*** Opening Data to use ***
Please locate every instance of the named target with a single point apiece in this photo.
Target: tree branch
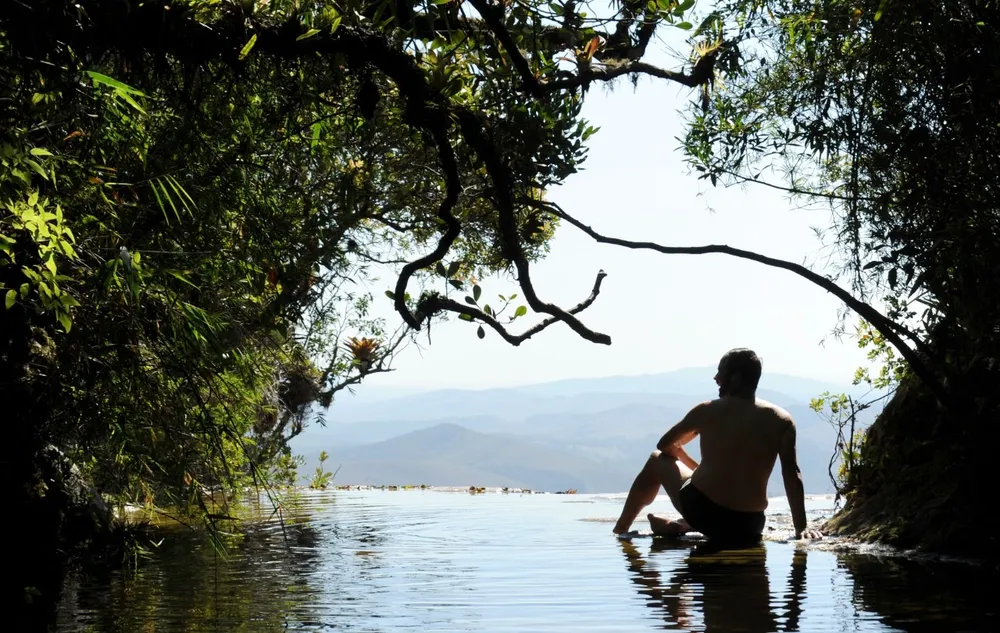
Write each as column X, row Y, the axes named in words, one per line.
column 493, row 16
column 613, row 71
column 437, row 303
column 884, row 325
column 472, row 131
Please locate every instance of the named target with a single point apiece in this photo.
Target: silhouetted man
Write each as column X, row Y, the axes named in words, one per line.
column 741, row 436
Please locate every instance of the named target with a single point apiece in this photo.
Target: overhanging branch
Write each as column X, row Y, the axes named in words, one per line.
column 438, row 303
column 888, row 328
column 472, row 131
column 613, row 71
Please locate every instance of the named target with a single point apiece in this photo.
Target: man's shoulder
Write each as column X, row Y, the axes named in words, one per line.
column 773, row 409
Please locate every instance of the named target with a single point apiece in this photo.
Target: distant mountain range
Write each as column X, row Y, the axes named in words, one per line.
column 588, row 434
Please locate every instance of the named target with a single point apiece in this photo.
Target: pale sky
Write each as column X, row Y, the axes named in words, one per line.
column 663, row 312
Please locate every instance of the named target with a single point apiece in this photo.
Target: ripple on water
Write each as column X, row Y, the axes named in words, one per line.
column 435, row 561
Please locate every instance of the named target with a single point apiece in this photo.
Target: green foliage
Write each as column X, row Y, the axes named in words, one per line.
column 321, row 478
column 196, row 195
column 854, row 104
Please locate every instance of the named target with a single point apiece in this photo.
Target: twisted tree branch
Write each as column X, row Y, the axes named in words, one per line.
column 439, row 303
column 472, row 131
column 888, row 328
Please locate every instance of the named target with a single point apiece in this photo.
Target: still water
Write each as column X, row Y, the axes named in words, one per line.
column 452, row 561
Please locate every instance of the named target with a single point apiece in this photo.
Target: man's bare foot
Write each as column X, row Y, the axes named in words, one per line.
column 666, row 527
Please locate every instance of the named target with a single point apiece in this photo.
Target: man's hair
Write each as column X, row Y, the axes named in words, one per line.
column 746, row 363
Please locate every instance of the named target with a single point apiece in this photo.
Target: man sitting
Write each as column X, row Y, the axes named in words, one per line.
column 724, row 498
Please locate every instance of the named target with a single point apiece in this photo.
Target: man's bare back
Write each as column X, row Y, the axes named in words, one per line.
column 741, row 438
column 740, row 441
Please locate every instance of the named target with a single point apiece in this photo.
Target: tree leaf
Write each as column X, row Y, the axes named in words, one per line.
column 248, row 47
column 64, row 320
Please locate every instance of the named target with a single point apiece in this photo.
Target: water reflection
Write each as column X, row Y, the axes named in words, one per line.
column 721, row 591
column 255, row 584
column 449, row 563
column 918, row 596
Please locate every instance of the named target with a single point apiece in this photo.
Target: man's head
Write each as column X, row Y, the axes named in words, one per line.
column 739, row 373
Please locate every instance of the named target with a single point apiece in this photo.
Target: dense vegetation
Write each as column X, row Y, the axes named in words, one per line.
column 888, row 111
column 194, row 192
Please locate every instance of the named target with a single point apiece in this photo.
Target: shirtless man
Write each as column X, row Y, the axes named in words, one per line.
column 741, row 437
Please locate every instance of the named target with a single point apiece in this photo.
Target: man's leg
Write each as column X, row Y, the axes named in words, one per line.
column 659, row 470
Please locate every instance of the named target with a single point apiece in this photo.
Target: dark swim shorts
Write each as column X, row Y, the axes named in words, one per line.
column 718, row 522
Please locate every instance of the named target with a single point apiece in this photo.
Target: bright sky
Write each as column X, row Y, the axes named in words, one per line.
column 663, row 312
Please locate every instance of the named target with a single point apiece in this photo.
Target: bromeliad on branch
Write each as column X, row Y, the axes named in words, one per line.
column 364, row 352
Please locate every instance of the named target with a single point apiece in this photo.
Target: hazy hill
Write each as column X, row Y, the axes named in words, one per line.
column 449, row 455
column 594, row 433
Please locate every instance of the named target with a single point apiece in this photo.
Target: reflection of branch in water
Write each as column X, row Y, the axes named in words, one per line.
column 729, row 588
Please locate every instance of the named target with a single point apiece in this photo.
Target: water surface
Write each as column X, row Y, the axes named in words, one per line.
column 451, row 561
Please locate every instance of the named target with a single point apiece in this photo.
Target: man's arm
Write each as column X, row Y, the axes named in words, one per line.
*** Closing Data to use ***
- Required action -
Wherever the word "tree" appears in the listing, copy the line that holds it.

- Response to this exercise -
Target: tree branch
Target: twisted tree branch
Target: tree leaf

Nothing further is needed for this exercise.